PROVIDED INFORMATION
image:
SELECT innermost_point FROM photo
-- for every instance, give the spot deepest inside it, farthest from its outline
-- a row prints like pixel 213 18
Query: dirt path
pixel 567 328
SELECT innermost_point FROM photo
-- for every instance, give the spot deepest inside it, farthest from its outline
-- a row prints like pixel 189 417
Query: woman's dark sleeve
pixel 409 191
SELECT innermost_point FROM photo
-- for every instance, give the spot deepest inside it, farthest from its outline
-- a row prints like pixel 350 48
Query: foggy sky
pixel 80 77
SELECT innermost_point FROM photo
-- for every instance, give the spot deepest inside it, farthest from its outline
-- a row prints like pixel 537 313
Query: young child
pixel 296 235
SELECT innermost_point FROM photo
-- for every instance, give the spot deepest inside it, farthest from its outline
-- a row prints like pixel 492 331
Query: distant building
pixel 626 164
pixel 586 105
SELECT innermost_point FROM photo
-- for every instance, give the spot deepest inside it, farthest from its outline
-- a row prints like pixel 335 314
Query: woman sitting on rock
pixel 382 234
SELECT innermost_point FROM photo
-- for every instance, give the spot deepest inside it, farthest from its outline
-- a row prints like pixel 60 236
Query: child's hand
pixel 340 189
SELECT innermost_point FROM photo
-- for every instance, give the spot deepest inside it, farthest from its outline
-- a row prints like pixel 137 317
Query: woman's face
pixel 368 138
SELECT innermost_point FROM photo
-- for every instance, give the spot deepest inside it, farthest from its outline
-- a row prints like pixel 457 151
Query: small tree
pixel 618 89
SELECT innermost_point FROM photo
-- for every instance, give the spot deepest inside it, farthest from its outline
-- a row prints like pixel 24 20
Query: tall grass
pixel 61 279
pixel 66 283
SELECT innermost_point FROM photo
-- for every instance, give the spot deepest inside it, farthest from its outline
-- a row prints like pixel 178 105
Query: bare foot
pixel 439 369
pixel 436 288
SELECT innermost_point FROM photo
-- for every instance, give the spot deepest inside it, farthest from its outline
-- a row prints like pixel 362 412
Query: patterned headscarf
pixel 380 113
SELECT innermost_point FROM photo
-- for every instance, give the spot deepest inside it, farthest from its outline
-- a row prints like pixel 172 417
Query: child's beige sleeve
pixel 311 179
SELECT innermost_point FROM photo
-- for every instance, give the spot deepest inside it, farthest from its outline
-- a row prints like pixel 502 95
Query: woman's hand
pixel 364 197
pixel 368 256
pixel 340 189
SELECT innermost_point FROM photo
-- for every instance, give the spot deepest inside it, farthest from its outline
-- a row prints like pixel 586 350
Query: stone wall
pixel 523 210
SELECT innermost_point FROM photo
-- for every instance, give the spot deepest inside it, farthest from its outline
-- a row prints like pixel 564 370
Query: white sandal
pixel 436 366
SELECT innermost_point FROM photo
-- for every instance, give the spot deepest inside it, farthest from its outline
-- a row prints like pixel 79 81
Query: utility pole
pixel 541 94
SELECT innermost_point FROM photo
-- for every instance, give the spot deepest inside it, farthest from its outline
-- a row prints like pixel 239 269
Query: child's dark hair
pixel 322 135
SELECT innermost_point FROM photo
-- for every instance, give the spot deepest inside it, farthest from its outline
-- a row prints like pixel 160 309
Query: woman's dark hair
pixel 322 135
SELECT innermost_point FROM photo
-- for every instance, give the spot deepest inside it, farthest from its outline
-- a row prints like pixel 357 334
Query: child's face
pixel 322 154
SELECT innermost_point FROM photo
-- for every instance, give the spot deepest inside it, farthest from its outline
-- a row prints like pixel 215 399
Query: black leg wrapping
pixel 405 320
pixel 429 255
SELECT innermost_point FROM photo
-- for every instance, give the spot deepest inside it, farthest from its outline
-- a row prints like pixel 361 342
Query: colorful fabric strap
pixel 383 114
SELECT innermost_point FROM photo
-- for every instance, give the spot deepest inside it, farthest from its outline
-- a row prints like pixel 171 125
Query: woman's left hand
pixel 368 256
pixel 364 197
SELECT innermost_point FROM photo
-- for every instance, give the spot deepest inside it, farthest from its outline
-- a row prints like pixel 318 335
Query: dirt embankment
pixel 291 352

TASK
Give every line of the material above as a numbered list, leaving out any blank lines.

ANSWER FOR THIS EXERCISE
1. image:
2. SELECT innermost_point FROM photo
3. -- for every instance, give the spot deepest inside it, farthest from its outline
4. -- a row prints like pixel 213 18
5. Query: dirt path
6. pixel 567 328
7. SELECT innermost_point FROM photo
8. -- for every instance, give the spot deepest inside it, farthest from its outline
9. -- a row prints like pixel 189 417
10. Query: woman's dark sleeve
11. pixel 409 191
12. SELECT innermost_point FROM photo
13. -- for every instance, give the spot deepest inside it, farthest from its outline
14. -- a row prints like pixel 350 48
15. Query: foggy sky
16. pixel 80 77
17. SELECT innermost_point FROM photo
18. -- for every instance, give the spot deepest inside it, farthest from its outline
19. -- a row prints like pixel 537 313
20. Query: young child
21. pixel 296 235
22. SELECT innermost_point FROM photo
23. -- for every instance, give the spot deepest inside it, farthest from its outline
24. -- a row prints like pixel 492 331
25. Query: distant building
26. pixel 626 164
27. pixel 586 105
28. SELECT innermost_point FROM photo
29. -- for every instance, give the spot deepest inside it, farthest from its outline
30. -- a row prints like pixel 335 314
31. Query: woman sitting on rock
32. pixel 382 234
33. SELECT innermost_point FROM photo
34. -- for every instance, give the spot deepest inside it, farthest from its outline
35. -- a row prints like pixel 60 236
36. Query: child's hand
37. pixel 340 189
38. SELECT innermost_point FROM photo
39. -- for every instance, give the spot deepest inside it, farthest from its outline
40. -- a row prints like pixel 137 317
41. Query: woman's face
42. pixel 368 138
43. SELECT innermost_point FROM photo
44. -- for every instance, give the spot deepest inside it, farthest from its outline
45. -- a row prints like pixel 457 151
46. Query: small tree
47. pixel 618 89
48. SELECT innermost_point FROM photo
49. -- for every instance, give the spot deepest inside it, farthest from its outline
50. -- a row prints like pixel 24 20
51. Query: tall grass
52. pixel 61 279
53. pixel 66 283
54. SELECT innermost_point FROM photo
55. -- for every instance, give the spot deepest inside it, farthest from its outline
56. -- a row prints like pixel 178 105
57. Query: bare foot
58. pixel 439 369
59. pixel 436 288
60. SELECT innermost_point FROM photo
61. -- for every instance, give the spot deepest inside it, farthest from its outline
62. -- a row prints like pixel 362 412
63. Query: patterned headscarf
64. pixel 380 113
65. SELECT innermost_point FROM photo
66. -- for every instance, give the spot deepest inside it, farthest from its outline
67. -- a row prints like pixel 172 417
68. Query: child's beige sleeve
69. pixel 311 179
70. SELECT innermost_point FROM photo
71. -- for every instance, give the spot deepest inside it, farthest from its outline
72. -- a row prints like pixel 502 95
73. Query: woman's hand
74. pixel 364 197
75. pixel 368 256
76. pixel 340 189
77. SELECT innermost_point FROM photo
78. -- for every instance, give the spot deepest inside it, farthest from its outline
79. -- a row prints like pixel 586 350
80. Query: stone wall
81. pixel 523 210
82. SELECT innermost_point FROM photo
83. -- for every instance, give the spot deepest inside it, farthest from its outline
84. -- a row prints like pixel 564 370
85. Query: white sandal
86. pixel 436 366
87. SELECT innermost_point FROM photo
88. -- for every instance, give the spot deepest inside it, farthest from its outline
89. -- a row prints like pixel 79 81
90. Query: utility pole
91. pixel 541 94
92. SELECT innermost_point FROM photo
93. -- for every instance, give the spot deepest inside it, farthest from its outline
94. -- a row prints like pixel 239 269
95. Query: child's dark hair
96. pixel 322 135
97. SELECT innermost_point FROM photo
98. -- for every instance, give the spot deepest inside it, farthest from its outline
99. -- a row prints like pixel 160 309
100. Query: woman's dark hair
101. pixel 322 135
102. SELECT innermost_point FROM photo
103. -- for every instance, give the spot deepest inside it, farthest from its outline
104. -- a row prints like pixel 357 334
105. Query: child's face
106. pixel 322 154
107. SELECT innermost_point FROM photo
108. -- for every instance, give the spot deepest inside it, farthest from its outline
109. -- a row prints like pixel 215 399
110. Query: black leg wrapping
111. pixel 405 320
112. pixel 429 255
113. SELECT innermost_point FROM photo
114. -- for every instance, give the spot deepest inside it, farthest from its outline
115. -- a row prints like pixel 361 342
116. Query: colorful fabric strap
117. pixel 383 114
118. SELECT innermost_point FROM photo
119. -- for every instance, give the spot deepest inside it, farthest from its outline
120. -- a row prints like pixel 171 125
121. Query: woman's left hand
122. pixel 368 256
123. pixel 364 197
124. SELECT innermost_point FROM photo
125. -- for every instance, give the spot deepest inside it, farthest from its outline
126. -- a row prints like pixel 318 335
127. Query: dirt embankment
128. pixel 291 352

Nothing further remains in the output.